▶ TEXTO FORNECIDO:
Promover o aumento dos investimentos em formação bruta de capital fixo: obras e mais obras de infraestrutura e saneamento, estradas, portos e geração de energia, recuperação da indústria como um todo, ampliação e modernização das plantas e modernização do parque industrial instalado mediante investimentos em tecnologia e inovação, aumentando ao mesmo tempo a produtividade e as condições de competitividade no mercado internacional – aumentando, enfim,  a participação da indústria na formação do PIB.

Que faz o governo?

Ao invés de promover estímulos à demanda agregada, insiste nos cortes dos investimentos, a começar pelos gastos governamentais,  reduz o papel das agências estatais de fomento e desenvolvimento e, irresponsavelmente,  corta os investimentos em educação, ciência, tecnologia e inovação.

O papel do Estado no desenvolvimento de países com as nossas características tem sido tema recorrente neste espaço. A ele voltamos pois é de serra acima [?], senão criminosa, a insistência do governo, com a inefável colaboração de Rodrigo Maia, na desestruturação do Estado desenvolvimentista brasileiro. Repito: não há em toda a história do capitalismo um só exemplo de país com as nossas características que se tenha desenvolvido sem a participação ativa do Estado. É o caso clássico dos EUA, é o caso dos Tigres Asiáticos e é a insofismável lição da China contemporânea.

▶ REGISTROS FORNECIDOS:
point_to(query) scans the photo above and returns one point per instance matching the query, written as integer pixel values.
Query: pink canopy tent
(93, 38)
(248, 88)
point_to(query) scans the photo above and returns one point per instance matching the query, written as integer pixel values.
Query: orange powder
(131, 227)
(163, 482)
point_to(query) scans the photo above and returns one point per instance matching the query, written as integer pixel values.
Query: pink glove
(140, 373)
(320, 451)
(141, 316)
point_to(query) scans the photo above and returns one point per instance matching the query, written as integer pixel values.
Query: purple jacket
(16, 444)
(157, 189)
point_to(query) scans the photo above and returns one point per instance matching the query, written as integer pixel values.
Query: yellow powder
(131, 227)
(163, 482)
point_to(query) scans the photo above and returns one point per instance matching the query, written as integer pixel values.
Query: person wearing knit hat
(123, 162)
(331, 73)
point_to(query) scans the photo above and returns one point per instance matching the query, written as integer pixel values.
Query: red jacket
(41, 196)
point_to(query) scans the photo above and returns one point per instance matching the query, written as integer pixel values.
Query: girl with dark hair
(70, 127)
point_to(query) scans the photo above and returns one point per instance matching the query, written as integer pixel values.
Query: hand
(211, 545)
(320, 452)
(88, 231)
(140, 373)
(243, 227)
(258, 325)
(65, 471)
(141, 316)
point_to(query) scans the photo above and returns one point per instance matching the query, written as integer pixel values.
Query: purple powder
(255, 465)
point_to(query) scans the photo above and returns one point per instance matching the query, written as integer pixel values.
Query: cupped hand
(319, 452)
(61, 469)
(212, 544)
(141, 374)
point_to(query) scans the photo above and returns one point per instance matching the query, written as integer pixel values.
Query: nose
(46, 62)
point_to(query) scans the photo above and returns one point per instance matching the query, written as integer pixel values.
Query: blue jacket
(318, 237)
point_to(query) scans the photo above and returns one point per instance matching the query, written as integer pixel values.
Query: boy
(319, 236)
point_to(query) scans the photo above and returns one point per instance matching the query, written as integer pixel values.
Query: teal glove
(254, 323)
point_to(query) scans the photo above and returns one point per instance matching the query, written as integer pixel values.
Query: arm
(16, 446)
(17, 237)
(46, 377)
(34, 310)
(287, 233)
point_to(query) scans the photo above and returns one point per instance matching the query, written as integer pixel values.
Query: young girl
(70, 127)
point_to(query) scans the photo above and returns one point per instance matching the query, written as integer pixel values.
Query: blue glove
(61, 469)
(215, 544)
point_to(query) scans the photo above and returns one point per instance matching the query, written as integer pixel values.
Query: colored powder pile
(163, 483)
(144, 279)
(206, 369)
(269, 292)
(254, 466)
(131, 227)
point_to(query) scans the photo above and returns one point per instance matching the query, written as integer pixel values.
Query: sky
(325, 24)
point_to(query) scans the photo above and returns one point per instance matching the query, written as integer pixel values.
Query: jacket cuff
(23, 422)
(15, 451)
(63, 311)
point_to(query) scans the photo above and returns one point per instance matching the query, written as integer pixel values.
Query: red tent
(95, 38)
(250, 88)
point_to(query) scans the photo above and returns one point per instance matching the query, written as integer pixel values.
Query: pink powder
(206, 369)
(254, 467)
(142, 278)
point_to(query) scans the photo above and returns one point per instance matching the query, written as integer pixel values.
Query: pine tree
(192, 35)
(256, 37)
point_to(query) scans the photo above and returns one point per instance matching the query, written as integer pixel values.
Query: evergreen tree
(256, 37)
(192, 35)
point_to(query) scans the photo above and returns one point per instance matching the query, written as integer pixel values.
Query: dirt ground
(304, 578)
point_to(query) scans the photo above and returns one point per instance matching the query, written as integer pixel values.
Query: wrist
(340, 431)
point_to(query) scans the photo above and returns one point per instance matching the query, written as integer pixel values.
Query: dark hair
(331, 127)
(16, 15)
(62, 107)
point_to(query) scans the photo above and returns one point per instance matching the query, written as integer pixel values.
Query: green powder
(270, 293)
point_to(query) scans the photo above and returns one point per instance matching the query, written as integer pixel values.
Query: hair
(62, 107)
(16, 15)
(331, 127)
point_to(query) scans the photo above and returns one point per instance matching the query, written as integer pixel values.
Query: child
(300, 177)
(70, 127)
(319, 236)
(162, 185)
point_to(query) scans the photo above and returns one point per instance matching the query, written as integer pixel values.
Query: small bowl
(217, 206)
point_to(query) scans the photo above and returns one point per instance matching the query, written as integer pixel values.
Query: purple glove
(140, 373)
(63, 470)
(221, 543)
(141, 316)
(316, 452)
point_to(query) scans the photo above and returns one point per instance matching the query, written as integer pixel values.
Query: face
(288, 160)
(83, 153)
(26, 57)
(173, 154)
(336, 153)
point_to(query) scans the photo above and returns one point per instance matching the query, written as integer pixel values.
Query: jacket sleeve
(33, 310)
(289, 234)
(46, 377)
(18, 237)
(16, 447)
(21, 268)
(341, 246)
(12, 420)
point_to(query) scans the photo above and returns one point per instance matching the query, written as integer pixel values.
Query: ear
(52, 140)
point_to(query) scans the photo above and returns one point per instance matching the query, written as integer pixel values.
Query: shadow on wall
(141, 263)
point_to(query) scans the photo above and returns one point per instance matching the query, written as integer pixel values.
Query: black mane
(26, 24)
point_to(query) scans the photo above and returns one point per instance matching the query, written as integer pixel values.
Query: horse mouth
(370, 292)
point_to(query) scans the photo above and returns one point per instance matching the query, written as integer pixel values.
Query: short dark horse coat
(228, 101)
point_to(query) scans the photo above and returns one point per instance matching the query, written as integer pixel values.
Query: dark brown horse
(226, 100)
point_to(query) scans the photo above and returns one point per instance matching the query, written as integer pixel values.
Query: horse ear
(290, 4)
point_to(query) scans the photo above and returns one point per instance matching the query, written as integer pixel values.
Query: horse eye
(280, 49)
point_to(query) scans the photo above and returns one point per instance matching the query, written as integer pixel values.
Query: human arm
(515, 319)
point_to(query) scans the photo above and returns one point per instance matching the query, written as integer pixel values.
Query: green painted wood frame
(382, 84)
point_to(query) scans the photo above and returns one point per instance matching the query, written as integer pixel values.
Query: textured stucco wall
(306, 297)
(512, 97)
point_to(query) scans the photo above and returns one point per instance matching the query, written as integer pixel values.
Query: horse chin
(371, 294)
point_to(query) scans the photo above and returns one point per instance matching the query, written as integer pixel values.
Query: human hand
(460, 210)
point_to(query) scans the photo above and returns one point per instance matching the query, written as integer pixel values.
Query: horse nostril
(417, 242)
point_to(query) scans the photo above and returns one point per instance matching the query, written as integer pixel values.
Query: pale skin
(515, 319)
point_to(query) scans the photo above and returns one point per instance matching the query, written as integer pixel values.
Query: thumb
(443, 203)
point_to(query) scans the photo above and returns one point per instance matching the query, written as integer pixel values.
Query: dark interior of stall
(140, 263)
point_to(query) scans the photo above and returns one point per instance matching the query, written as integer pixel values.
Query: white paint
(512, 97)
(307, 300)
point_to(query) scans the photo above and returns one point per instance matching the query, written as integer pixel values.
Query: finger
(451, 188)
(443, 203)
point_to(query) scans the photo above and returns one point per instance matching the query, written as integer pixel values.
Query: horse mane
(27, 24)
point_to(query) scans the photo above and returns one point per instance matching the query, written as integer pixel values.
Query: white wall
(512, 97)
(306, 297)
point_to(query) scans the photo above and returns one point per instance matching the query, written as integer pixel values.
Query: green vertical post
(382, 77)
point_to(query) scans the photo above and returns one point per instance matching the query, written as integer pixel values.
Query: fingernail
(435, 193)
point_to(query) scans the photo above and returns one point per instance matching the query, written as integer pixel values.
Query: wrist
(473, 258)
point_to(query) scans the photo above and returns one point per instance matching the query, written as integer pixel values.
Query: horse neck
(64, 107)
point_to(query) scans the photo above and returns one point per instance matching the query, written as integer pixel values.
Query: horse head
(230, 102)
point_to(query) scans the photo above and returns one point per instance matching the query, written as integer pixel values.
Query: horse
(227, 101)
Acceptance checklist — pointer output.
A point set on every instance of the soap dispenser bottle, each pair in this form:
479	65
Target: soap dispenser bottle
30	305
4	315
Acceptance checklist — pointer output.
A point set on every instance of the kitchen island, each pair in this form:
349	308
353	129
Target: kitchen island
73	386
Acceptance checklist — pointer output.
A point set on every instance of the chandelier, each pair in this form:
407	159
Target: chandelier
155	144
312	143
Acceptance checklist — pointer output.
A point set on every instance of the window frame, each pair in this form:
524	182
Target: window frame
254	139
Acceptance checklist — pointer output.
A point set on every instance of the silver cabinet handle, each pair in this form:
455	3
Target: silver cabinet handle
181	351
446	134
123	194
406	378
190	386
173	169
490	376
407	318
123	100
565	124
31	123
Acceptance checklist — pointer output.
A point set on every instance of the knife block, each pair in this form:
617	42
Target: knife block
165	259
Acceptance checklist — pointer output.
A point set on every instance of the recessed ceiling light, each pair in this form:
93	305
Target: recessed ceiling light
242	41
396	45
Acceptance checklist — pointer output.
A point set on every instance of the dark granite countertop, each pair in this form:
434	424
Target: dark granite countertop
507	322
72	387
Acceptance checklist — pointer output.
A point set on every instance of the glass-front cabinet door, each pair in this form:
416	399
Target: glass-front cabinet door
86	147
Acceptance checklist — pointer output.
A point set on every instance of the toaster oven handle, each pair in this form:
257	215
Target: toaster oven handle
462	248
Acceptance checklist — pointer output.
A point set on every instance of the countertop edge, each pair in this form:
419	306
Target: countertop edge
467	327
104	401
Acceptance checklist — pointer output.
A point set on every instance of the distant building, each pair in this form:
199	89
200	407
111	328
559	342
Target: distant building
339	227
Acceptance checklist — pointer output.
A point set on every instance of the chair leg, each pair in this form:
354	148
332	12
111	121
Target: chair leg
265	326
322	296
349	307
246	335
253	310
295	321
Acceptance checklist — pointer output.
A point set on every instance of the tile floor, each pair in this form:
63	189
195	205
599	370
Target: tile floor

▶ TAREFA PROPOSTA:
Responda, por favor, com base no texto fornecido:
(a) Em quais áreas o governo corta os investimentos "irresponsavelmente"?
(b) Que três exemplos são dados de desenvolvimento com participação ativa do Estado?
(c) A participação de qual setor na formação do PIB deve aumentar, enfim, com os investimentos propostos?

▶ RESULTADO DO EXERCÍCIO:
(a) Educação, ciência, tecnologia e inovação.
(b) Os EUA, os Tigres Asiáticos e a China contemporânea.
(c) A indústria.